### TASK BRIEF
Reproduce this listing in full.

### RECORD EXTRACTS

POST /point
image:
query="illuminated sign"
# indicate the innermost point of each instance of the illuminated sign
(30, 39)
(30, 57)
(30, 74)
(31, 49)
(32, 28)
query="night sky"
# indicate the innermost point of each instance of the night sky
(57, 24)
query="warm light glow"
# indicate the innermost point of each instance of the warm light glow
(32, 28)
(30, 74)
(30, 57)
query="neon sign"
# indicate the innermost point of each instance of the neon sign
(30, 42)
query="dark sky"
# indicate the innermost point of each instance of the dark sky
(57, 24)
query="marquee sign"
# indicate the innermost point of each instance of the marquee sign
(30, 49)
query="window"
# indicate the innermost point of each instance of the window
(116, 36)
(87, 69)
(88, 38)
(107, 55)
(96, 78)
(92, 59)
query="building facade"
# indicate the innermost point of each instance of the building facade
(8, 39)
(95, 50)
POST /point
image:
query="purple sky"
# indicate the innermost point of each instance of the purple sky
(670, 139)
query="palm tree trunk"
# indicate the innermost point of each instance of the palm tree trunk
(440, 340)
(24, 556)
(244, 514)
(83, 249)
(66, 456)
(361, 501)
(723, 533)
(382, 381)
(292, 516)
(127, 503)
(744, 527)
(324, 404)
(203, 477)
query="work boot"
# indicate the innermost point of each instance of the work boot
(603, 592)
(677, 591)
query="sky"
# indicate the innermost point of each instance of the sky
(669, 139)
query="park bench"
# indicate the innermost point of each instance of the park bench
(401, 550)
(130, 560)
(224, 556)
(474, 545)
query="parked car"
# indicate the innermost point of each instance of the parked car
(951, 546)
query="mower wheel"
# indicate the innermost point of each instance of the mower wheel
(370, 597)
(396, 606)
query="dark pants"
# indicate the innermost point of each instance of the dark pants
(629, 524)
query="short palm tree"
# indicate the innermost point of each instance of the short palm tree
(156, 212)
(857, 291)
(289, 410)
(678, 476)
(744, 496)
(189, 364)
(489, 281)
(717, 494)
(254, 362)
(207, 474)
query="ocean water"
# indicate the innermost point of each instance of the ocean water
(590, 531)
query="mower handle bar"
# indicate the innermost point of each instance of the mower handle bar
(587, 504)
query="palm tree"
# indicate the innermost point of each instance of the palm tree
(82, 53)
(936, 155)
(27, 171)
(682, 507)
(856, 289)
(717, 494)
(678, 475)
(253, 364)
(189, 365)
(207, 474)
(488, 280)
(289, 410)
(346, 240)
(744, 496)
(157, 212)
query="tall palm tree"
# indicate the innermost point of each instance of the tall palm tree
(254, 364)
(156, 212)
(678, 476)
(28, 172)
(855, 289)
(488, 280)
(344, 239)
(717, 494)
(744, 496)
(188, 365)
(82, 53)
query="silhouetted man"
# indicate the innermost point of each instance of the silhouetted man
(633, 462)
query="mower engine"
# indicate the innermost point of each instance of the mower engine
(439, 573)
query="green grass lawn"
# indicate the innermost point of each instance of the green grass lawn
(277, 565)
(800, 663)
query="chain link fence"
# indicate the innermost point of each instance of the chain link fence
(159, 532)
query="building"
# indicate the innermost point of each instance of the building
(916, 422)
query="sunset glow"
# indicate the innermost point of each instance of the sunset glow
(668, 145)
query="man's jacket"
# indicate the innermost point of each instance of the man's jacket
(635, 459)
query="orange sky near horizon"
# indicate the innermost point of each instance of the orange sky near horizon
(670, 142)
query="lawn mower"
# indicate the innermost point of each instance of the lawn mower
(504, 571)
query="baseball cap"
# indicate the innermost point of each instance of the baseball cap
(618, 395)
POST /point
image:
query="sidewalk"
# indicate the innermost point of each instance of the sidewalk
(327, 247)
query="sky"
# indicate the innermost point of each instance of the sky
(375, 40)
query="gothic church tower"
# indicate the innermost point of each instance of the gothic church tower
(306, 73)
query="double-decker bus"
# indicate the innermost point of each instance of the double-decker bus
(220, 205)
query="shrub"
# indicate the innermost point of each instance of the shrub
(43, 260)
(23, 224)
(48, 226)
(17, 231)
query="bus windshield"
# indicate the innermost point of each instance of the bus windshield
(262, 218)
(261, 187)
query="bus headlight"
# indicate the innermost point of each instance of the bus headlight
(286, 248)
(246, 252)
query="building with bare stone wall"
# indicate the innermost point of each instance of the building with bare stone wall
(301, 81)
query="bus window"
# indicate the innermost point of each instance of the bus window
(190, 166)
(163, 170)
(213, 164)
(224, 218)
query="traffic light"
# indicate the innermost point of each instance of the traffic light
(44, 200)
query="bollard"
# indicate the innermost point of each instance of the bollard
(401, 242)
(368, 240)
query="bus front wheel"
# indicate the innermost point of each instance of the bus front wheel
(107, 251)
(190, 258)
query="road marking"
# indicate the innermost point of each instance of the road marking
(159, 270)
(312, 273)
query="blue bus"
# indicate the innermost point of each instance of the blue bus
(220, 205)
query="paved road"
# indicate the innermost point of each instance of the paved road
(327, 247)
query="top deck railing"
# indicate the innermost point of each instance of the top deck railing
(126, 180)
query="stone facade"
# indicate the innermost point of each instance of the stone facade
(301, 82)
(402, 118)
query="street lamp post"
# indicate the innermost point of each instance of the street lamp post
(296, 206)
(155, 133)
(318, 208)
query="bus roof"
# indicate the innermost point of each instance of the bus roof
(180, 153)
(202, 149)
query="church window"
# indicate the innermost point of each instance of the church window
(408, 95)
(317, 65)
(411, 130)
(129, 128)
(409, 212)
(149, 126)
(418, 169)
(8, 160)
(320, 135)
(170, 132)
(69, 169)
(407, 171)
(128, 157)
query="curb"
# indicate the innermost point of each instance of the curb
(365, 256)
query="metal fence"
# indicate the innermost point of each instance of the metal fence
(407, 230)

### THE ANSWER
POST /point
image:
query="illuminated sign"
# indicate the innermost point of each instance of the illuminated sign
(30, 39)
(30, 57)
(30, 74)
(31, 49)
(32, 28)
query="night sky"
# indicate the innermost point of each instance of the night sky
(57, 24)
query="warm light glow"
# indicate the innermost point of each instance of the warm light glow
(32, 28)
(30, 74)
(30, 57)
query="neon sign"
# indicate the innermost point of each instance of the neon sign
(30, 42)
query="dark sky"
# indicate the innermost point of each instance of the dark sky
(57, 24)
query="marquee sign"
# indicate the innermost point of each instance of the marquee sign
(30, 49)
query="window"
# indicate the innermost point of each instance of the window
(116, 36)
(87, 69)
(88, 38)
(107, 55)
(96, 78)
(92, 59)
query="building facade"
# indicate the innermost point of each instance of the building facade
(8, 39)
(95, 50)
POST /point
image:
query="purple sky"
# indicate the innermost point of each instance of the purple sky
(670, 139)
query="palm tree trunk"
# indicate the innermost point of each instance of the palm tree trunk
(440, 340)
(24, 556)
(244, 514)
(83, 249)
(66, 456)
(361, 501)
(723, 533)
(382, 381)
(292, 516)
(127, 503)
(744, 527)
(324, 404)
(203, 477)
query="work boot"
# indicate the innermost point of each instance of the work boot
(603, 592)
(677, 591)
query="sky"
# indicate the innermost point of each instance of the sky
(669, 139)
query="park bench"
# indicate the innermost point of each instance of the park bench
(401, 550)
(130, 560)
(224, 556)
(474, 545)
query="parked car"
# indicate the innermost point of each instance of the parked car
(951, 546)
query="mower wheel"
# indicate the innermost point of each instance of the mower wheel
(370, 597)
(396, 606)
query="dark pants"
# indicate the innermost point of each instance of the dark pants
(629, 524)
query="short palm tree"
# indicate the innermost point of each instance of the short palm tree
(156, 212)
(857, 291)
(289, 410)
(678, 476)
(744, 496)
(189, 364)
(489, 281)
(717, 494)
(254, 362)
(207, 474)
query="ocean water"
# indicate the innermost point of each instance of the ocean water
(590, 531)
query="mower handle bar"
# indicate the innermost point of each instance of the mower handle bar
(587, 504)
query="palm tree"
# indicate the innermost point of each instance of the palm tree
(82, 53)
(936, 155)
(27, 171)
(682, 507)
(856, 289)
(717, 494)
(678, 475)
(253, 364)
(189, 365)
(207, 474)
(488, 280)
(289, 410)
(346, 240)
(744, 496)
(157, 212)
query="tall palm tree"
# indicate the innermost point of each instance of the tall palm tree
(254, 364)
(156, 212)
(678, 476)
(28, 172)
(855, 289)
(488, 280)
(344, 239)
(717, 494)
(744, 496)
(188, 365)
(82, 53)
query="silhouetted man"
# indicate the innermost point of each instance of the silhouetted man
(633, 462)
query="mower engine"
# indicate the innermost point of each instance of the mower engine
(439, 573)
query="green grass lawn"
# indicate the innermost point of each instance of the green grass lawn
(277, 565)
(800, 663)
query="chain link fence"
# indicate the innermost point of each instance of the chain link fence
(159, 532)
query="building"
# indicate the innermost point of each instance of the building
(916, 422)
query="sunset glow"
# indicate the innermost point of each instance of the sunset glow
(668, 145)
query="man's jacket"
# indicate the innermost point of each instance of the man's jacket
(635, 459)
query="orange sky near horizon"
# indicate the innermost point of each instance of the orange sky near horizon
(670, 142)
query="lawn mower"
# indicate the innermost point of each instance of the lawn mower
(504, 571)
query="baseball cap"
# indicate the innermost point of each instance of the baseball cap
(618, 395)
POST /point
image:
query="sidewalk"
# indicate the innermost point of each instance of the sidewalk
(327, 247)
query="sky"
# indicate the innermost point of each instance of the sky
(375, 40)
query="gothic church tower"
# indicate the innermost point of each instance of the gothic church tower
(306, 73)
query="double-decker bus"
# indicate the innermost point of each instance of the double-decker bus
(220, 205)
query="shrub"
# indicate the innermost point of each instance of the shrub
(43, 260)
(23, 224)
(48, 226)
(17, 231)
query="bus windshield"
# indicate the innermost point of each instance of the bus windshield
(262, 218)
(261, 187)
query="bus headlight"
# indicate the innermost point of each instance of the bus headlight
(286, 248)
(246, 252)
query="building with bare stone wall"
# indicate the innermost point of each instance of the building with bare stone wall
(301, 81)
query="bus window"
# indicate the innermost point of each instance of the bus window
(190, 166)
(163, 170)
(213, 164)
(224, 218)
query="traffic light"
# indicate the innermost point of each instance of the traffic light
(44, 200)
query="bollard"
# indicate the innermost point of each instance of the bollard
(401, 242)
(368, 240)
query="bus front wheel"
# indicate the innermost point of each instance of the bus front wheel
(107, 251)
(190, 258)
query="road marking"
# indicate the innermost point of each instance of the road marking
(159, 270)
(312, 273)
query="blue bus"
# indicate the innermost point of each instance of the blue bus
(220, 205)
query="paved road"
# indicate the innermost point of each instance of the paved road
(327, 247)
query="top deck railing"
# indicate the innermost point of each instance of the top deck railing
(126, 180)
query="stone facade"
# indicate the innermost point of each instance of the stone facade
(301, 82)
(402, 118)
query="street lamp post"
# indicate the innermost point of each instance of the street lamp post
(296, 206)
(155, 133)
(318, 208)
query="bus roof"
# indicate the innermost point of each instance of the bus roof
(180, 153)
(202, 149)
query="church window"
# indicate the innermost point of each instance of the church window
(408, 95)
(317, 65)
(411, 130)
(129, 128)
(409, 212)
(149, 126)
(418, 169)
(8, 160)
(320, 135)
(170, 132)
(69, 169)
(407, 171)
(128, 157)
query="curb"
# indicate the innermost point of each instance of the curb
(365, 256)
query="metal fence"
# indicate the innermost point of each instance of the metal fence
(407, 230)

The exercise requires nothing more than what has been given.